*** DATA ***
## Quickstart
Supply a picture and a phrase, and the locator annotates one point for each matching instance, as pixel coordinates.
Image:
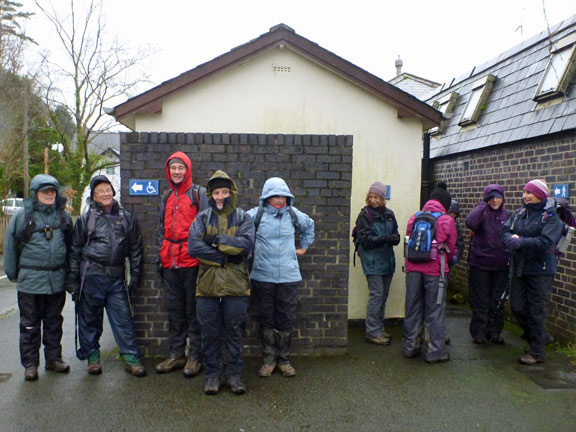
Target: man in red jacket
(178, 270)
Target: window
(559, 71)
(445, 106)
(478, 97)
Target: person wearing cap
(376, 233)
(275, 274)
(487, 266)
(221, 238)
(36, 244)
(530, 235)
(105, 236)
(425, 306)
(178, 270)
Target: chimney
(398, 65)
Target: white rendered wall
(257, 98)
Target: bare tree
(97, 70)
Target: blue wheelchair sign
(143, 187)
(561, 191)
*** End of DATA ***
Copy out the lines above unchanged. Skip the images.

## Quickstart
Supply a picture and a phrase, and the locator annotates one point for each matching instance, as pixel coordinates.
Image:
Target: man in red jacket
(178, 270)
Target: window
(559, 71)
(445, 106)
(478, 97)
Target: person wearing cap
(376, 233)
(275, 274)
(487, 266)
(221, 238)
(36, 244)
(530, 235)
(105, 236)
(425, 306)
(178, 270)
Target: chimney
(398, 65)
Target: white rendered wall
(257, 98)
Target: bare tree
(97, 70)
Target: blue wheelchair sign
(143, 187)
(561, 191)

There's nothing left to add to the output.